=== EXTRACT PROVIDED ===

______

11. 16. 2015. 12:19

A Martian's guide to Budapest

"One fine day a Martian turned up in Budapest, took a room in the Bristol Hotel, brushed the stardust from his suit and telephoned to inquire if I might show him round the town." A Martian’s Guide to Budapest is Antal Szerb's "whimsical and gently ironical love letter to the city."

PALACE GARDENS. We could go up in the cable car, but there’s no need, as we are already travelling there in the mind. No need to be alarmed by the Turul: he’s never harmed anyone. He’s a serious old bird, in full Hungarian regalia, leaning forward slightly, like the fiery orators in our Parliament. He watches over the Palace Gardens. When I was little, you could go in on Sunday afternoons. I found this very moving, because I imagined that the King himself had invited us, as his own children. But then, during two appalling and apocalyptic months in the life of the country, a notice was put up: "Everything belongs to us." Meaning: "Nothing belongs to anyone now." The city had gone to the dogs. But now all that’s in the past. The one good thing was that you could now get into the Palace Gardens at any time of the day. And in we went, and stayed there the whole day. Here at least production had not been collectivised. The trees delivered their delectable scents on a strictly individualist basis, in memory of the Palatine. It was here that I waited for the coming of the Prophet. (As I say, those were apocalyptic times, and for many reasons I am not sorry to have lived through them.) I imagined us all suddenly setting off downhill, hand in hand like children, singing the lánc-lánc-eszterlánc song—the song that was to resolve everything. Women standing on balconies would roll out their newly-beaten rugs and weep, the lions of the Chain Bridge would bound up to us like enormous shepherd dogs, the whole Pest embankment would become one great orchestra, the ships and the Parliament building would suddenly sprout little flags, and herds of cattle, their udders bulging with milk, would stream in from the ring roads with banners between their horns proclaiming: Peace to Mankind.

______

=== RECORDS ===
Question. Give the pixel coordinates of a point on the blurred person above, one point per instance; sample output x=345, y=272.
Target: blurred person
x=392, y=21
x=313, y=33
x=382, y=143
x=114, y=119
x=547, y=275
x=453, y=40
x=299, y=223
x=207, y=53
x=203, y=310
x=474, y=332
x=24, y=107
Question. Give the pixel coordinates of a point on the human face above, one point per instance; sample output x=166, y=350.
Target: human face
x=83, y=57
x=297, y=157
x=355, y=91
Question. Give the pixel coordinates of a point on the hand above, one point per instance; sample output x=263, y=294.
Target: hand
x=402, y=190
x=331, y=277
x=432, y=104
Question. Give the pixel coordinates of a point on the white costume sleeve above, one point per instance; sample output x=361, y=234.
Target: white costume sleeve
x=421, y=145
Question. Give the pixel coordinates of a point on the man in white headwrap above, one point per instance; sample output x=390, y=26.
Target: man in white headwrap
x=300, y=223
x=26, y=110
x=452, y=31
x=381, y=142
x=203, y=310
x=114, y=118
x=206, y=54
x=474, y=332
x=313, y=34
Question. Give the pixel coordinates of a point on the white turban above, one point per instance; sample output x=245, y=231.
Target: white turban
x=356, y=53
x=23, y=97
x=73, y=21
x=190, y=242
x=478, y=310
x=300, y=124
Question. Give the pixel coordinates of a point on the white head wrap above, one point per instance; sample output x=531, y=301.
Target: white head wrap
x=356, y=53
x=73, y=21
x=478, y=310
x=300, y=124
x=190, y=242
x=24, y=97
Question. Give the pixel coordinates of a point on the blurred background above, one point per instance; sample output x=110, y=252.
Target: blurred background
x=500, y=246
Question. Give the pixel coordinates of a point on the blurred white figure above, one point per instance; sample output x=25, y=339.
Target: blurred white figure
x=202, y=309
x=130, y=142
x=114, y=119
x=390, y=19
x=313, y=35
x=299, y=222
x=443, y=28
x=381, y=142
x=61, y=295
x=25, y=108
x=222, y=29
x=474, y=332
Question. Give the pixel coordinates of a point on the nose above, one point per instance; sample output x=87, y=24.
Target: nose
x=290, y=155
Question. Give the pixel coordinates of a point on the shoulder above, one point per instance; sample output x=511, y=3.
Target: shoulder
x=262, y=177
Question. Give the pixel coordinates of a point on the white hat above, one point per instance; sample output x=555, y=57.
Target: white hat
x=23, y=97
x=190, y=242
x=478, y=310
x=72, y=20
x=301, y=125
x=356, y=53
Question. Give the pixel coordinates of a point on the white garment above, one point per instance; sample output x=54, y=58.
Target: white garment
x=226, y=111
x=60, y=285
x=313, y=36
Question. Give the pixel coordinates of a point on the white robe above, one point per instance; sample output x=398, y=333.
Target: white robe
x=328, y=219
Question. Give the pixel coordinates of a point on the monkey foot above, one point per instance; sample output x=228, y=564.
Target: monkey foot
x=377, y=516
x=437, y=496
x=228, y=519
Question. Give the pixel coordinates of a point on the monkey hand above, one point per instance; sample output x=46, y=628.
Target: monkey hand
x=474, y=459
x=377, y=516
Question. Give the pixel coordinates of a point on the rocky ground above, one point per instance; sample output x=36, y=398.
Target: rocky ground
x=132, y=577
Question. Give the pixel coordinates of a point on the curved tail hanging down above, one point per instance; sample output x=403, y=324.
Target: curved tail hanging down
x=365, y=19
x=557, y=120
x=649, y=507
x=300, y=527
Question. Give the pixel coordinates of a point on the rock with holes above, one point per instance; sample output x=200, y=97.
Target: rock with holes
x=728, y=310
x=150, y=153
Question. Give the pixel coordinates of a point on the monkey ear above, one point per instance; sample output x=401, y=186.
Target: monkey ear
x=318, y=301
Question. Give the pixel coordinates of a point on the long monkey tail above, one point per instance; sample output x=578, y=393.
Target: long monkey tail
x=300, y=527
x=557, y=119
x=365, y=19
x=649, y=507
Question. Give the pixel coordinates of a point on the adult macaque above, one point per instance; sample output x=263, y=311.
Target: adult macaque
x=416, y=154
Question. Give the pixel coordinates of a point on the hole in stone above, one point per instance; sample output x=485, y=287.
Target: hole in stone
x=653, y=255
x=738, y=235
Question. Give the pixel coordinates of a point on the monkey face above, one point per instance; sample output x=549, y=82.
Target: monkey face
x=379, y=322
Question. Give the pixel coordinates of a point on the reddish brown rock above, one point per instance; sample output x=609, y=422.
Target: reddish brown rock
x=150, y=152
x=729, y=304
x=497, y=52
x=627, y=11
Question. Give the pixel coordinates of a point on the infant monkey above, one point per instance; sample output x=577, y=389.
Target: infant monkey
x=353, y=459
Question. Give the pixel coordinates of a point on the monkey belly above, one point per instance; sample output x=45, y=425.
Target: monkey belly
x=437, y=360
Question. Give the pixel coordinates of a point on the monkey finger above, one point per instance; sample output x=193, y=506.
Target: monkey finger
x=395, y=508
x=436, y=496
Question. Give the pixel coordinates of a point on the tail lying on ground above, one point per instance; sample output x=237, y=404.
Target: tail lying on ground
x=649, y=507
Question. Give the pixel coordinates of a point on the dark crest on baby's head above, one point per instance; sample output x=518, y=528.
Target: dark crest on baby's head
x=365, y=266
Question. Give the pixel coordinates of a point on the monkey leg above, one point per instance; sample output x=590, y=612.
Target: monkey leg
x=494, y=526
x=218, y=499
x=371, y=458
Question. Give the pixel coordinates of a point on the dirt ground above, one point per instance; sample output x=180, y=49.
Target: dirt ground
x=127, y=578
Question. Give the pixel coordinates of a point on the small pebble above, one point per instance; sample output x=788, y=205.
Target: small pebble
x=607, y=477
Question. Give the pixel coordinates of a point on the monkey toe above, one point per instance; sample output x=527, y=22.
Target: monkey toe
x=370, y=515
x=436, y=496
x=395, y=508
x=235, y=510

______

=== WHAT YOU NEED TO DO ===
Decide whether each statement agrees with the Budapest text, answering yes or no and quoting the words that settle it.
1. The Martian took a room in the Bristol Hotel.
2. When the narrator was little, the Palace Gardens were open to visitors on any day of the week.
3. The Turul is described as a young bird.
Rely only on the text for what comes next.

=== RESULT FOR THIS TASK ===
1. Yes: "took a room in the Bristol Hotel"
2. No: "When I was little, you could go in on Sunday afternoons."
3. No: "He’s a serious old bird"